LISTED RECORDS »
<<<<
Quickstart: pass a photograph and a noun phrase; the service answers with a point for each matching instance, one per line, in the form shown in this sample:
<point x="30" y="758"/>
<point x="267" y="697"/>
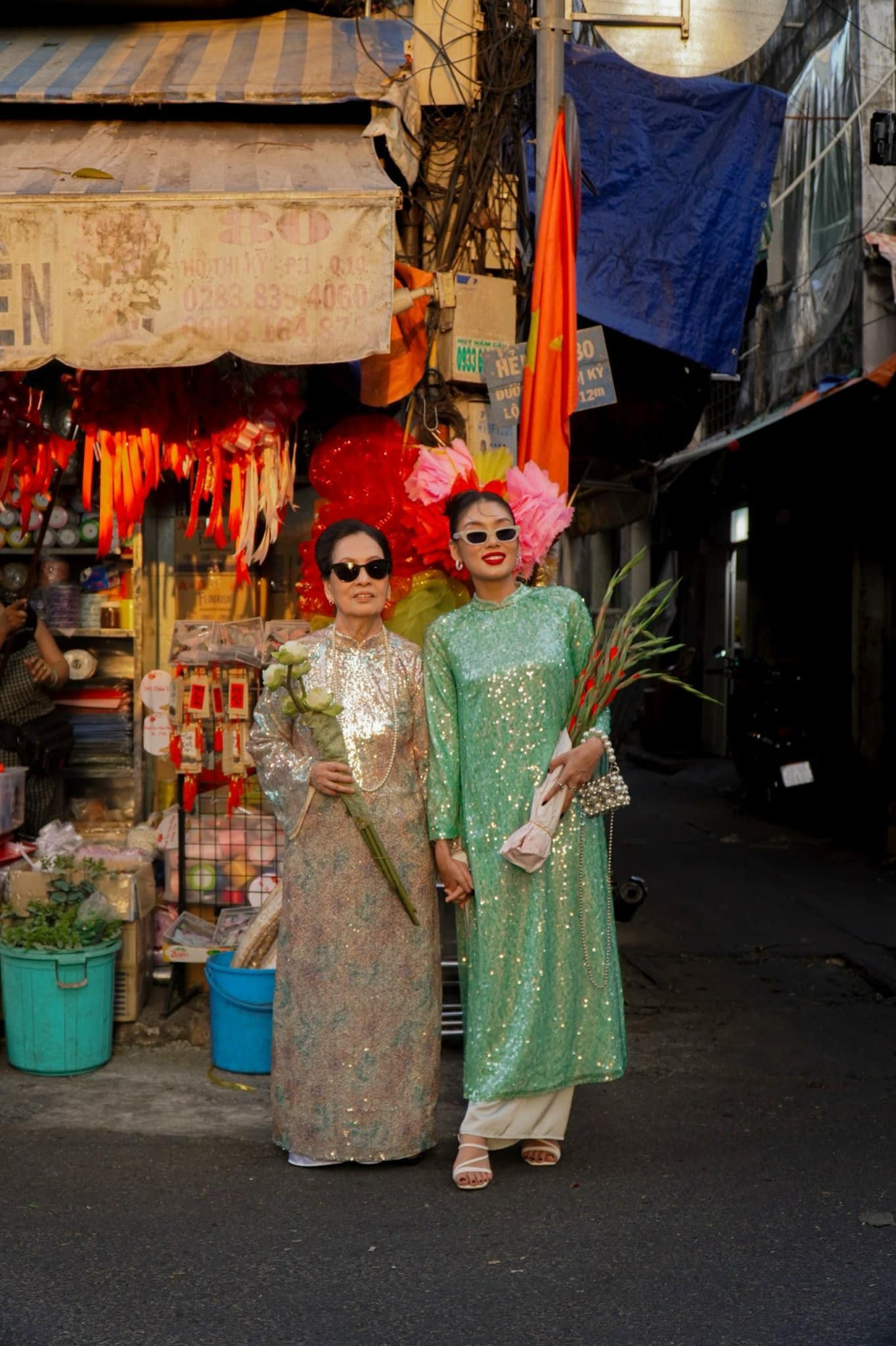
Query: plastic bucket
<point x="58" y="1007"/>
<point x="241" y="1015"/>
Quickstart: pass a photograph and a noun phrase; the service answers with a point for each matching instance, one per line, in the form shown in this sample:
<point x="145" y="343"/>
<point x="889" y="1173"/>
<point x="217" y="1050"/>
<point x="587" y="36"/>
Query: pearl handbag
<point x="607" y="792"/>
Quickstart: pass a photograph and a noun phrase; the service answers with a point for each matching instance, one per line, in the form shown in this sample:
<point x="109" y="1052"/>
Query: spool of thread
<point x="89" y="609"/>
<point x="201" y="878"/>
<point x="82" y="664"/>
<point x="53" y="570"/>
<point x="14" y="576"/>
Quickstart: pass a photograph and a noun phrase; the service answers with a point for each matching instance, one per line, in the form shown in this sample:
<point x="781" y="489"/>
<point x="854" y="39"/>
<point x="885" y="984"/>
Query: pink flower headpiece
<point x="539" y="507"/>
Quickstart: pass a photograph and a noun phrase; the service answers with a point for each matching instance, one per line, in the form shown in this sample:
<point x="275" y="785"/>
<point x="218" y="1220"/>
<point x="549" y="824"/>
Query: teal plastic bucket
<point x="58" y="1007"/>
<point x="241" y="1015"/>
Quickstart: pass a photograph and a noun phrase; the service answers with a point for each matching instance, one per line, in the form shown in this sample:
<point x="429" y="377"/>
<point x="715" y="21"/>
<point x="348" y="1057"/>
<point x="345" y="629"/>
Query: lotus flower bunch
<point x="321" y="712"/>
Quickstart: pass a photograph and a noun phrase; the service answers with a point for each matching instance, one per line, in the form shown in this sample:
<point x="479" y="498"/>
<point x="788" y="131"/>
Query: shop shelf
<point x="100" y="773"/>
<point x="58" y="551"/>
<point x="95" y="633"/>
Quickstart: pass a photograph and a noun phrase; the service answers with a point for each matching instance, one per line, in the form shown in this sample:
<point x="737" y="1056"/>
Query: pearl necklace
<point x="337" y="692"/>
>>>>
Reproduce every entry above exactly, and omit the pictures.

COMPLETED EXERCISE »
Quickstart: pass a photograph and a noun phrase; the service answers with a point for each matching instance, one per line, in the form shown in this sample:
<point x="30" y="758"/>
<point x="267" y="697"/>
Query: plastic bucket
<point x="58" y="1007"/>
<point x="241" y="1015"/>
Quickstart: pass a photograph and a noun phrase; the service answers with a point for each matching instance, one per line, in the form shown in this sample:
<point x="145" y="343"/>
<point x="889" y="1173"/>
<point x="217" y="1050"/>
<point x="587" y="36"/>
Query: pearl handbag
<point x="607" y="792"/>
Quickstart: pass a photograph and a noun phrase; the service answers with a point for each matching instance, one per line, in the form shown in this sample:
<point x="109" y="1052"/>
Query: spool of thread
<point x="89" y="609"/>
<point x="201" y="878"/>
<point x="82" y="664"/>
<point x="53" y="570"/>
<point x="14" y="576"/>
Quickstart: pass a photograph and a noun phrase; the service answers with a point for each matching instance, one per line, in the form shown in this sample:
<point x="781" y="489"/>
<point x="854" y="39"/>
<point x="885" y="984"/>
Query: pink flower headpiece
<point x="539" y="507"/>
Quickstart: pass a photograph and a noun phrase; the service answers with a point for each matching instance, one per line, in the form shown in this sample:
<point x="275" y="785"/>
<point x="218" y="1220"/>
<point x="549" y="824"/>
Query: teal plastic bucket
<point x="58" y="1007"/>
<point x="241" y="1015"/>
Quickstart: pass a photograph and a noun phrase; the service answers with a point for each matching instance, one per line, in the form shown in this sample:
<point x="429" y="377"/>
<point x="715" y="21"/>
<point x="348" y="1057"/>
<point x="345" y="629"/>
Query: lotus flower bunch
<point x="321" y="712"/>
Quickstart: pass a photograph and a noun phrase; the service answers with a point for each matching instance, one per line, in the form shown in this sample:
<point x="479" y="498"/>
<point x="788" y="131"/>
Query: shop shelf
<point x="100" y="773"/>
<point x="58" y="551"/>
<point x="95" y="633"/>
Quickstart: pass a photograph and a noun phrase; the service answers with a point for each matching instance, one per line, in the form shown in this sample:
<point x="737" y="1056"/>
Query: pearl necklace
<point x="337" y="692"/>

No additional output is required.